• **TEXT EXCERPT**:
----

Season of splendour
This autumn promises to be a memorable one. 2025 is shaping up to be a ‘mast year’, one where trees like oak and beech are producing a surplus of nuts and seeds; and it is set to be a spectacular year for autumn colours.
Mast years are an elegant evolutionary strategy and occur every 5 to 10 years. It is likely that the pollination conditions in April created the right conditions. The warm, dry weather may have enhanced flowering success and pollination meaning that those trees are producing a super-abundance of nuts and seeds. The animals, like squirrels, mice and jays simply can’t eat all the fallen nuts and seeds – biologists call it ‘predator satiation.’ Producing so many seeds demands extra energy from trees but when the conditions align, it pays off. We should expect to see far more oak saplings pushing through next spring than would usually be the case.
The backdrop to this natural spectacle is a summer that smashed records. Provisional figures from the Met Office confirm that the summer of 2025 was the warmest on record in the UK with a mean temperature of 16.1 °C, which is 1.51 °C above the long-term average. The Met Office estimates that outlier hot summers like this are seventy times more likely due to greenhouse gas emissions.
However, those warm months have created the conditions for the autumn display to be particularly pronounced this year. Heat and sunshine intensify the production of sugars in leaves, which, as trees shut down for winter, create vivid pigments of red, orange and yellow. We are also experiencing a ’false autumn’ – leaves turning and berries ripening earlier than they would due to the stress of extreme summer conditions.
When I walk or cycle through the countryside, I am often alert to the quiet warnings that nature is under pressure: insect declines, pesticide drift, river pollution and drought-stressed trees – a walk in nature can end up being a cataloguing of environmental decline. Yet I am also caught off guard by the beauty, intricacy and interconnectedness of our natural world, especially in a season like this. Perhaps the tension between concern and wonder is our common challenge today.
As the evenings draw in, perhaps we need to remember to pause, look up and appreciate the blaze of autumn while it lasts. In this ‘season of splendour’ there is space to care more and also to be amazed.

----

[Records from a collection]
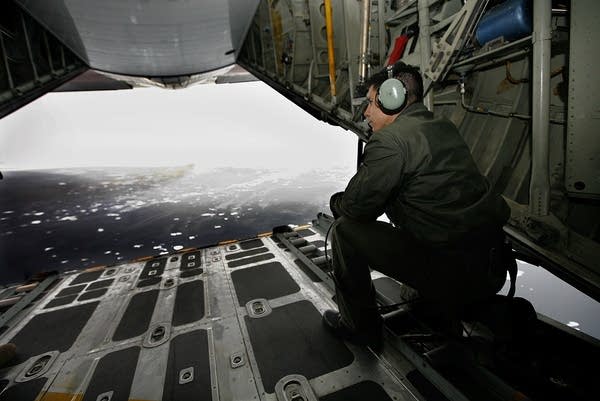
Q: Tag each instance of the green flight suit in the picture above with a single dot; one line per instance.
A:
(446, 218)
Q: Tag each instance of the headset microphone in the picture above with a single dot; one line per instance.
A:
(391, 95)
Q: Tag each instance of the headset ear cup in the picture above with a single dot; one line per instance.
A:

----

• **EXERCISE AIM**: Using the text on this year's autumn, explain in one to three sentences why the 2025 autumn colors are expected to be particularly pronounced. These records have no connection to the text.

• **PROBLEM SOLUTION**: The warm summer months brought heat and sunshine, which intensify the production of sugars in leaves. As the trees shut down for winter, these sugars create vivid red, orange and yellow pigments.